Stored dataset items
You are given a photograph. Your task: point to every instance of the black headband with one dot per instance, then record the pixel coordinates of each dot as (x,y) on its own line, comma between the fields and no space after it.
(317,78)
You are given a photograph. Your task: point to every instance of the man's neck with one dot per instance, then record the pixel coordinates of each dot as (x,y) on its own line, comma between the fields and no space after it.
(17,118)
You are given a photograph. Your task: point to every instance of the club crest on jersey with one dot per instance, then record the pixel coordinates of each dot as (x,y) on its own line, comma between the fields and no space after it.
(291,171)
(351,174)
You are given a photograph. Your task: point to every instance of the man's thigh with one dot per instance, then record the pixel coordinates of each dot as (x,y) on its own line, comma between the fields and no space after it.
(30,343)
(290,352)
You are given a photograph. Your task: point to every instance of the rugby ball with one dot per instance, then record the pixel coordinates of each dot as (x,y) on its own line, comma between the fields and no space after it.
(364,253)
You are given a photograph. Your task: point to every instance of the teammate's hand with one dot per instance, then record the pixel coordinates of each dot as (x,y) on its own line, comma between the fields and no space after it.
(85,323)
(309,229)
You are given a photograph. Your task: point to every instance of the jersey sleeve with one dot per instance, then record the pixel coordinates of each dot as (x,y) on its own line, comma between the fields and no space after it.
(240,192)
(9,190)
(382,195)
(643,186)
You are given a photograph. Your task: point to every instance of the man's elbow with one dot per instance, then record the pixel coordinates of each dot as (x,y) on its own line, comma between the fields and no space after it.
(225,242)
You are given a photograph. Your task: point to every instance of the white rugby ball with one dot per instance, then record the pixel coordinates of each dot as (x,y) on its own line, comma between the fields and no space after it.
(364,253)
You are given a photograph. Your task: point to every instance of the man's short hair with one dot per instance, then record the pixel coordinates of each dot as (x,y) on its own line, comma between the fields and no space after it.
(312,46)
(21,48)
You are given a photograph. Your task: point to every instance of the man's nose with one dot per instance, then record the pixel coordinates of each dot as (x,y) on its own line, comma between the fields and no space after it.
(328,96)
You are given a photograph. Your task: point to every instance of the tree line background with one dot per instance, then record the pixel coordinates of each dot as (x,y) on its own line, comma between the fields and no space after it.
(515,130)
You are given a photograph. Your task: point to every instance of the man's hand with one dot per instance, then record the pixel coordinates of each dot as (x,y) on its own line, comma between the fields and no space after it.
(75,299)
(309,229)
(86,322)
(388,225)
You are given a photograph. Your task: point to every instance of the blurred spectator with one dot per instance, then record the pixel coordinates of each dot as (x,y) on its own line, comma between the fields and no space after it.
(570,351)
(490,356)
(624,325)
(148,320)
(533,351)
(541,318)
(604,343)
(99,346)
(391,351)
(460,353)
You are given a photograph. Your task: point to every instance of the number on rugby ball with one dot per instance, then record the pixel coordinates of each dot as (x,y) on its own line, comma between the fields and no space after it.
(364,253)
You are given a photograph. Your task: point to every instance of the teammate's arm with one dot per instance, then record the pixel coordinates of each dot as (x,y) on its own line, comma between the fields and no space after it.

# Goal:
Reproduce the entries above exactly.

# Final answer:
You are given a photograph. Your task: point to every instance of the black headband with one dot per instance, then record the pixel coordinates of each dot as (x,y) on its own line, comma between the fields and no space after it.
(317,78)
You are given a photograph. Your task: point to every instance of the man's neck with one dot per instance, then record the pixel coordinates of each dot as (x,y) on its own line, comma between the fields and no space after it.
(17,118)
You are given a photograph. Your task: point to every instance of the club crest on jersey with one dot per instance, then record the pixel coordinates of each dot as (x,y) on its own line, comma between the fields and no space after it.
(291,171)
(351,174)
You are given a photograph. Your task: point to every instance of the man's thigh with one dot per instance, then record the pixel coordinates of each dot as (x,y) on its own line, comma between the fields and no space after it.
(30,343)
(290,352)
You are given a photograph. Your task: point to every instance of the rugby ball with one dot per instance, then record the pixel coordinates of each dot as (x,y) on its own line, comma between the fields and no space after it.
(364,253)
You are given a photograph. Your task: point to every instance of the teammate's hand with one dot per instance, then record the pixel coordinates of each dot as (x,y) on its own line, comma between the fields and no space after it.
(85,323)
(309,229)
You are given a photograph. Your task: point to every instance of the jersey sleeve with one dot per instance, then record the pixel coordinates of each dot as (x,y) on its own line, comma between the fields and no space after it.
(240,192)
(9,190)
(382,195)
(643,186)
You are given a photograph. Your task: point to every instance of the man's elbow with one dot per instance, then record the pixel coordinates of each dot as (x,y) on its own line, comma between the fields and no space after it.
(225,242)
You are given a photograph. Your task: point to every instance of the white rugby ball with one dot per instance, then record the pixel coordinates of each dot as (x,y) on its own line, comma between the fields and no space after it.
(364,253)
You are given a photograph. Your task: point to every instance of the man's short hair with one dot per instance, then record the pixel coordinates of each dot as (x,y) on its own line, comma between the fields and no space after it.
(312,46)
(21,48)
You are given a photograph. Your task: point to every instance of the man's nose with one dot per instance, then record the pixel coordinates of each dot as (x,y) on its own line, comma between the fields and no space after it.
(328,96)
You are given a photograph. Your task: point to every instance of the tree line background with one dot per instance, then record the pixel coordinates of each dot as (x,y) on its own line, comma between the fields and no space after it.
(515,130)
You are given a photograph. Your task: point to every instance of the man's hand with one dot per instance, then record the pixel coordinates of each dot as (x,y) on its own line, comma between the fields and no space after it.
(75,299)
(309,229)
(86,322)
(388,225)
You are given a photograph. Your task: point to every instance of the blurred spectator with one dot per instance, then record the pixel coordinates of each dot as (x,y) on its own line, comma between the fields and no space after it.
(570,351)
(490,356)
(624,325)
(148,320)
(533,351)
(541,318)
(604,343)
(99,346)
(391,351)
(460,353)
You are given a photograph. Your task: point to every instance of the number on rugby ball with one dot per instance, then record the pixel coordinates of each dot as (x,y) on its own line, comma between the fields and no space after it.
(364,253)
You are given a photograph. Your task: point to every instance of the teammate's arm with one dot per instance, then record the pixel coordinates of each dot as (x,y) on its own line, comma between the fields and no space after it.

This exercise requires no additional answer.